▸ TASK LIST
[A] Find every line in the records that contains the word "umbrella", matching case exactly, and copy each of those lines.
[B] Continue the passage about the differing accounts of bin Laden's death from where it stops.

▸ EXCERPT TO READ

════════════════════

With the first edition of his book, The Finish, published in October 2012, journalist Mark Bowden was compelled to include an insert explaining discrepancies between his account and Bissonnette's, which had been published the prior month. "I assume [his] account is accurate though the account here was reviewed at the highest level of Special Forces Command and confirmed as accurate before the book went to press," Bowden wrote. From his book:

Three SEALs came up those stairs, scanning different angles, searching while protecting each other. The first man up spotted a tall, bearded, swarthy man in a prayer cap wearing traditional flowing Pakistani clothes, the knee-length skirt worn over pajama-like bottoms. The man retreated quickly and the SEAL followed, with the other two close behind. As the first entered the bedroom he saw bin Laden, but first had to contend with Amal, who shouted and moved in front of her husband. The SEAL knocked her aside as his teammate shot bin Laden in the chest. The Sheik fell over backward, faceup. The SEAL who had shot bin Laden was over him instantly and shot him once more through the left eye.

Account #6
OBL shot by: One SEAL, with three shots to the forehead

Journalist Phil Bronstein's much-discussed story, recently published by Esquire and the Center for Investigative Reporting, relied on a series of interviews with a source identified only as "the Shooter." It was billed as "the most definitive account of those crucial few seconds when bin Laden was killed." Bronstein noted: "Not in dispute is the fact that others have claimed that they shot bin Laden when he was already dead, and a number of team members apparently did just that." The story offered yet another version of the kill shots, in the Shooter's own words:

I'm just looking at him from right here [he moves his hand out from his face about ten inches]. He's got a gun on a shelf right there, the short AK he's famous for. And he's moving forward. I don't know if she's got a vest and she's being pushed to martyr them both. He's got a gun within reach. He's a threat. I need to get a head shot so he won't have a chance to clack himself off [blow himself up].

════════════════════

▸ THE INPUT
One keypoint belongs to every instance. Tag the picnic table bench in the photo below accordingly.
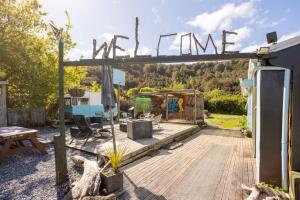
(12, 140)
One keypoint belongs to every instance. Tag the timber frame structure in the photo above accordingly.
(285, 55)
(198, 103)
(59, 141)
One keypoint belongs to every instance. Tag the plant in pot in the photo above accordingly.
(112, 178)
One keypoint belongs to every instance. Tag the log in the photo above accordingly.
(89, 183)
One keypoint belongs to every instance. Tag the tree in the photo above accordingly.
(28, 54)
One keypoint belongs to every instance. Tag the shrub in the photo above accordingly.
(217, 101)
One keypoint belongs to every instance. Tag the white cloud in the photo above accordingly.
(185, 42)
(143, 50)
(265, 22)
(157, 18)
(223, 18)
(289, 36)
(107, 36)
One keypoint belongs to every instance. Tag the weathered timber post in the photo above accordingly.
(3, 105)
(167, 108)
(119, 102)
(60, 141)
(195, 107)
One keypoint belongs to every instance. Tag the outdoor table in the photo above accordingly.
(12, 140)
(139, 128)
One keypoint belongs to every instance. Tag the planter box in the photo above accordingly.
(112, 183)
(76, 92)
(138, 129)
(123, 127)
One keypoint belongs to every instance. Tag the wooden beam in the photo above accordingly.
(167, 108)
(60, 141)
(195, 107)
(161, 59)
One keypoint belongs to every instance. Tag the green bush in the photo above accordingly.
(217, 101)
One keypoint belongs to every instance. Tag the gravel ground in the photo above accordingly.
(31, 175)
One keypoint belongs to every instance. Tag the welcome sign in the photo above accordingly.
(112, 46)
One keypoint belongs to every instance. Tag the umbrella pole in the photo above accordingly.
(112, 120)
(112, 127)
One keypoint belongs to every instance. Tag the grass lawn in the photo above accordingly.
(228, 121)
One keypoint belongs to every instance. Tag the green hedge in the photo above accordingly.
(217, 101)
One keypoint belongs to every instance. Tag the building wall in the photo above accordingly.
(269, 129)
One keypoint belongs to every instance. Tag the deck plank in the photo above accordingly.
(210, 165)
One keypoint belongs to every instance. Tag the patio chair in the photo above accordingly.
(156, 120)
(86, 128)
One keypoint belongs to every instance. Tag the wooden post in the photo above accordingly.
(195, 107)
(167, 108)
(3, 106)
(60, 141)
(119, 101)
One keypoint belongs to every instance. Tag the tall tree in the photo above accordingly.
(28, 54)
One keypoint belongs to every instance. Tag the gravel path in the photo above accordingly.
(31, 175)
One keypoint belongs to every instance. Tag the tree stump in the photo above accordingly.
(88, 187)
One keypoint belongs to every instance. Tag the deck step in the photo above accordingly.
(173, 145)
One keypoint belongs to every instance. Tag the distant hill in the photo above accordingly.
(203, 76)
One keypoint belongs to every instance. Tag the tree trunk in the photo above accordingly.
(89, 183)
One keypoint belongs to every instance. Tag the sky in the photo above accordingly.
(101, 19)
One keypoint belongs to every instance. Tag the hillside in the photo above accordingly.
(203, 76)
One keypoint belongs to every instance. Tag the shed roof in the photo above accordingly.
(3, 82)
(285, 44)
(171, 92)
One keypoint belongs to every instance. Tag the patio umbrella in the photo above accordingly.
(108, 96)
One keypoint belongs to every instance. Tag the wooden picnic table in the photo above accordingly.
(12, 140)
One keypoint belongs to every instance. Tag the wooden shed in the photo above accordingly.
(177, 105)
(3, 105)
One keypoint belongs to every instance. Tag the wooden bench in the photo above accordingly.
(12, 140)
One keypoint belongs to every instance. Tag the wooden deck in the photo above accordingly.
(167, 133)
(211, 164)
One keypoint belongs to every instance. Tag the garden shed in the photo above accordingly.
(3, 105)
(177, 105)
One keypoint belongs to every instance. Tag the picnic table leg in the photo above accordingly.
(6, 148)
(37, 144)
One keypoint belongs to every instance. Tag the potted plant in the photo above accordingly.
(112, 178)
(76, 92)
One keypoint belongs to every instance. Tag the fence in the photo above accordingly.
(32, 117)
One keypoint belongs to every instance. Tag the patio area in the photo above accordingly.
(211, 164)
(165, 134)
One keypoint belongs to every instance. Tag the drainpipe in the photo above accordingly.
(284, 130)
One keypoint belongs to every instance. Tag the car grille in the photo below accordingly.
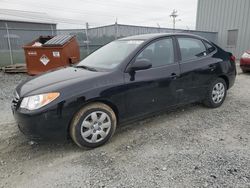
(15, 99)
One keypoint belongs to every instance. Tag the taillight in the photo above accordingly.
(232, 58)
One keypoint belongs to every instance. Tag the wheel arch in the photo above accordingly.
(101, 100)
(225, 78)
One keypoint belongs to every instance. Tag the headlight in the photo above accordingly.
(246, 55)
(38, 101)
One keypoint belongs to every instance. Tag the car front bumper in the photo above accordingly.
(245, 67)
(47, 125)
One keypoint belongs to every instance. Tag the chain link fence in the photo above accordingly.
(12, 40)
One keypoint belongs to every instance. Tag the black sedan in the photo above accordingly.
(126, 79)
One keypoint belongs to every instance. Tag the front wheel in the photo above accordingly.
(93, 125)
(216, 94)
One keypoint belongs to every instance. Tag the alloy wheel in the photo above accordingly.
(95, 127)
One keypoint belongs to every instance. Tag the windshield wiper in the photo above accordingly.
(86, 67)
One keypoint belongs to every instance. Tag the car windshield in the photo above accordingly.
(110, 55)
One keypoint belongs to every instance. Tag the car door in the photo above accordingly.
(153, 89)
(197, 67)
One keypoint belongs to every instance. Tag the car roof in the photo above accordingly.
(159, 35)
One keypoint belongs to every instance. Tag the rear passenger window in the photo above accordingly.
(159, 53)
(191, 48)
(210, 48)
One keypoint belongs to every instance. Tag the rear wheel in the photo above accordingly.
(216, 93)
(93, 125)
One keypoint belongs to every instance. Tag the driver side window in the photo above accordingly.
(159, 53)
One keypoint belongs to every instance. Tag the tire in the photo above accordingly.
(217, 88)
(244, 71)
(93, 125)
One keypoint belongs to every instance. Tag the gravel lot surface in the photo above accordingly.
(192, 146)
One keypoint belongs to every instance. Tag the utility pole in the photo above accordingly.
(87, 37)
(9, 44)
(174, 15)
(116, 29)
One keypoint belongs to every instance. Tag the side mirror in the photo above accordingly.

════════════════════

▸ THE RESPONSES
[A]
One keypoint belongs to every instance. Tag the umbrella pole in the photo above accordingly.
One keypoint belongs to every instance. Tag the patio umbrella in the photo above accordingly.

[B]
In that second, I shot him, two times in the forehead. Bap! Bap! The second time as he's going down. He crumpled onto the floor in front of his bed and I hit him again, Bap! same place. That time I used my EOTech red-dot holo sight. He was dead. Not moving. His tongue was out. I watched him take his last breaths, just a reflex breath…

His forehead was gruesome. It was split open in the shape of a V. I could see his brains spilling out over his face. The American public doesn't want to know what that looks like.

Unsurprisingly, Zero Dark Thirty uses its own amalgamation of similar details for bin Laden's final moments, and then some. (Look for the SEAL trying to soothe a child terrified by the carnage with a glow stick.) But the filmmakers apparently agreed with the Shooter's sentiment: They never give viewers a direct look at bin Laden's dead visage. (The Obama White House also refused to provide one to the public.) As the credits rolled at the screening I attended in San Francisco, an audience member behind me commented, "I wonder how much of it was true." With a laugh, his friend replied: "Well, they say the whole thing is."
http://www.motherjones.com/politics/2013/02/zero-dark-thirty-osama-bin-laden-seals

2. No Easy Day (an autobiographic account of the raid of a Navy seal actually involved in the operation)
It's interesting that you consider this a reliable source when it has been disputed by other Navy Seals and was almost certainly given some 'masala' to make it suitable for the general public and some redaction to make sure it aligns with the Official narrative.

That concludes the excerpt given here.